* [Tasks]:
**a.** In the mission funding post, what is the writer's denomination's major funding event for International Missions?
**b.** Transcribe the stretch of the mission funding post from "Theology should be" through "for International Missions.".

* [Page extract]:
──────────

Understanding Mission Funding

Theology should be practical. It should never be a purely intellectual exercise. Instead the things you believe should always find an expression in behavior. Whatever settles into your mind, will in some manner, also leak out your toes and fingertips. Doctrine hasn’t completed its purpose until it changes your work and walk.

One of the areas on my mind right now is how we fund missions. When I say it like that, it probably draws to mind the missionary offerings we take at this time of year. Whether your church has a missionary society or a board or whatever, Christmas is a great time to raise funds for missions. I love the Lottie Moon offering, which is my denomination’s major funding event for International Missions.

But special offerings have a serious weakness. After the Christmas offering is done missionaries need to continue their work from January to November, not just in December. So there needs to be a means of funding missions the rest of the year too. The need is year round, so the giving also needs to be year round. For my church this means giving a percentage of the churches income to missions.

──────────

* [Provided records]:
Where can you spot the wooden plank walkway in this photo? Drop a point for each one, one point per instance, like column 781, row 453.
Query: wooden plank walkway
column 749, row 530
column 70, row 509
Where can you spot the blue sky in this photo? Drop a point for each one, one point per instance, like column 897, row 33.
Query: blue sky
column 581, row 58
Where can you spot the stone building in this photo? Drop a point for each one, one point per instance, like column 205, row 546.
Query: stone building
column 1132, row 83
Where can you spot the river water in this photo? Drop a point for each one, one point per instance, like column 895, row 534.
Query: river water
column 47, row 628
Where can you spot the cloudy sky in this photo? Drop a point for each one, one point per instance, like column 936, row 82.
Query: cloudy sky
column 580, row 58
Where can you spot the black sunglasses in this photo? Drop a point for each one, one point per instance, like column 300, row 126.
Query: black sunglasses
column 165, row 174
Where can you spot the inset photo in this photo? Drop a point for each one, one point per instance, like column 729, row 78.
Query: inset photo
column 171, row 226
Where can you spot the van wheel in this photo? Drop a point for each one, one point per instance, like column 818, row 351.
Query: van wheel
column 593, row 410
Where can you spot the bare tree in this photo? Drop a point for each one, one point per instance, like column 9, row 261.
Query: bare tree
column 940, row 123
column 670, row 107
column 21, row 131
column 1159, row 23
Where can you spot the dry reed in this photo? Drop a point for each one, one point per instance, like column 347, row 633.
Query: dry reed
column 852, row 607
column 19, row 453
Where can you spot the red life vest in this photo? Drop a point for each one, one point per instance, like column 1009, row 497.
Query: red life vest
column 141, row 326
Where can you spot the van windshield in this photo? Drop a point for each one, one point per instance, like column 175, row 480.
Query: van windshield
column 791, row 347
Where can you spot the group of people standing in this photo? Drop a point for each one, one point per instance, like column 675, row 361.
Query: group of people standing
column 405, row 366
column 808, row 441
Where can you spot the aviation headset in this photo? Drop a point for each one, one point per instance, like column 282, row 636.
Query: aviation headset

──────────

* [Results of the tasks]:
**a.** The Lottie Moon offering.

**b.**
Theology should be practical. It should never be a purely intellectual exercise. Instead the things you believe should always find an expression in behavior. Whatever settles into your mind, will in some manner, also leak out your toes and fingertips. Doctrine hasn’t completed its purpose until it changes your work and walk.

One of the areas on my mind right now is how we fund missions. When I say it like that, it probably draws to mind the missionary offerings we take at this time of year. Whether your church has a missionary society or a board or whatever, Christmas is a great time to raise funds for missions. I love the Lottie Moon offering, which is my denomination’s major funding event for International Missions.